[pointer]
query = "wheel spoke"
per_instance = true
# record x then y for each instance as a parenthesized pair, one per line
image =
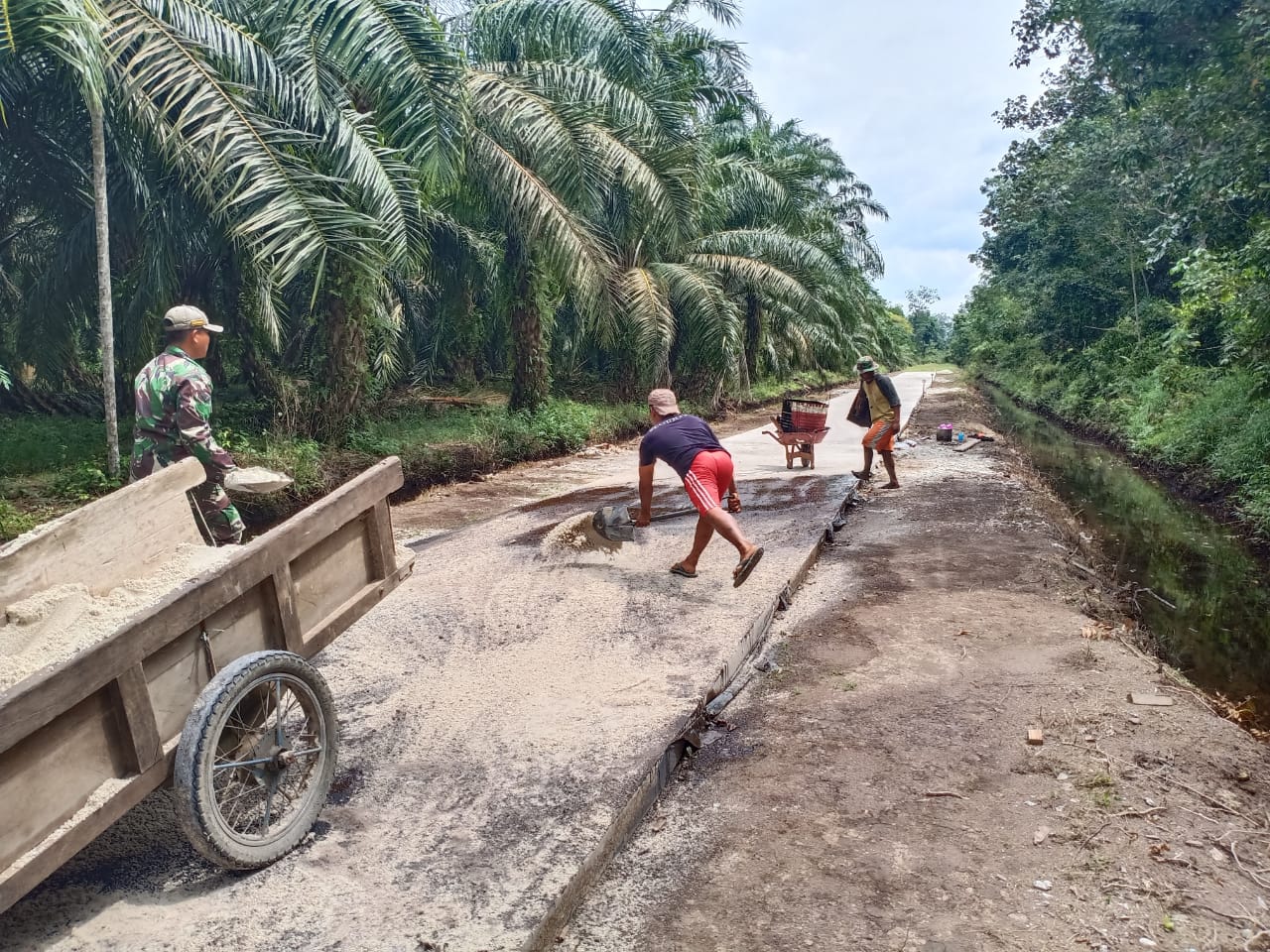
(257, 762)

━━━━━━━━━━━━━━━━

[Task brief]: Write out every line of the data above again, shifting each answer coordinate up by 29. Leave the pictures out.

[Result]:
[pointer]
query = "wheel spoke"
per_instance = true
# record x then y for each instance as a parenthesized pair, one per line
image =
(286, 791)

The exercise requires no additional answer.